No es extraño, pues, que tuviera que ser el baloncesto lo que le diese sus primeras satisfacciones y recompensas, con lo cual quedó atrapado en el juego para siempre. Toda aquella obcecación con el entrenamiento y la práctica, unida a un talento natural considerable, empezó a dar frutos espectaculares. Incluso en época escolar su habilidad con la pelota empezó a llamar muchísimo la atención. Aquel niño no era normal. En 1960, a la edad de trece años, su portentosa técnica y su inagotable inventiva se manifestaban de manera deslumbrante, especialmente teniendo en cuenta que no había entrado de lleno en la adolescencia y que todavía era demasiado bajito y enclenque para el deporte de la canasta. Pero era tal su torrente de genialidad que poco importaba su físico: podía driblar a jugadores mucho más altos y fuertes que él, podía rodearlos a una velocidad endiablada para tirar a canasta y encestar. Podía pensar rápido, podía lanzar pases que dejaban helados a los defensores. De hecho era tan bueno que aun con el hándicap de poseer un cuerpecillo insignificante empezó a jugar en el equipo titular del instituto… cuando todavía no tenía edad para asistir a sus clases. Una vez en aquel equipo no dejaría de asombrar a todos. Se convirtió en el suceso paranormal favorito de los institutos de la región. A la gente del pueblo y a los equipos rivales les costaba creer lo que veían. Un entrenador rival llegó a parar el juego para decir en voz alta al banquillo contrario “muy bien, ¡tiempo muerto! ¿¿Quién demonios es este chico??”. Pete Maravich era algo especial. Algo que aquellos espectadores de modestos partidillos de instituto no habían contemplado antes y no volverían a contemplar después. Varios testimonios de aquella época —entrenadores, compañeros, rivales— coinciden en la idea: Pete Maravich fue el jugador con mejor manejo del balón que nunca habían visto, antes o después.

Aunque aquello no evitaba que Pete siguiera atormentado por sus complejos: como era más joven que sus compañeros de equipo y aún no estaba físicamente desarrollado, siempre llegaba tarde a los entrenamientos para no tener que desnudarse frente a ellos en el vestuario. Aquello acentuaba su actitud esquiva y solitaria, la que se prolongaría de uno u otro modo a su carrera profesional; a veces por elección propia, a veces como respuesta a un entorno hostil.

El pequeno Pete
Insólita imagen: el pequeño Pete sembrando el terror en las canchas.

Sin embargo, a decir verdad, en el equipo del instituto el entorno terminó teniendo poco de hostil. Pete empezó a volver locos a los espectadores de aquellos partidos escolares: alumnos, padres y curiosos que se acercaban a observar sus apariciones… todos respondían a su juego con ruidosa exaltación. Aquel chavalín era extraordinario, sencillamente extraordinario. Usaba trucos que solamente solían emplear los profesionales. Por si fuera poco, también comenzó a hacer cosas que nadie en sus todavía reducidas audiencias podía haber visto hacer a otro jugador, ni siquiera en las grandes ligas como la NBA. Por aquellos años, Oscar Robertson, el “Gran O” —uno de los mayores ídolos de Pete— estaba apenas comenzando su prodigiosa andadura en la NBA, por citar un buen ejemplo. Y por extraño que pareciera, aquel adolescente de un instituto perdido en mitad del país estaba ofreciendo unas exhibiciones técnicas más propias de los grandes nombres que jugaban en las mayores escuadras de la nación.

+ + + + +

* **Enunciado del problema**: Reproduce sin cambios el fragmento del texto sobre Pete Maravich que empieza en "Aunque aquello no" y termina en "un entorno hostil.". El material no guarda ninguna relación con el texto anterior.

* **Sección de datos**:
+ + + + +

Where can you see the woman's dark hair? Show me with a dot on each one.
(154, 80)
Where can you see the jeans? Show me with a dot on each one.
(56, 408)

+ + + + +

* **Respuesta a la tarea**:
Aunque aquello no evitaba que Pete siguiera atormentado por sus complejos: como era más joven que sus compañeros de equipo y aún no estaba físicamente desarrollado, siempre llegaba tarde a los entrenamientos para no tener que desnudarse frente a ellos en el vestuario. Aquello acentuaba su actitud esquiva y solitaria, la que se prolongaría de uno u otro modo a su carrera profesional; a veces por elección propia, a veces como respuesta a un entorno hostil.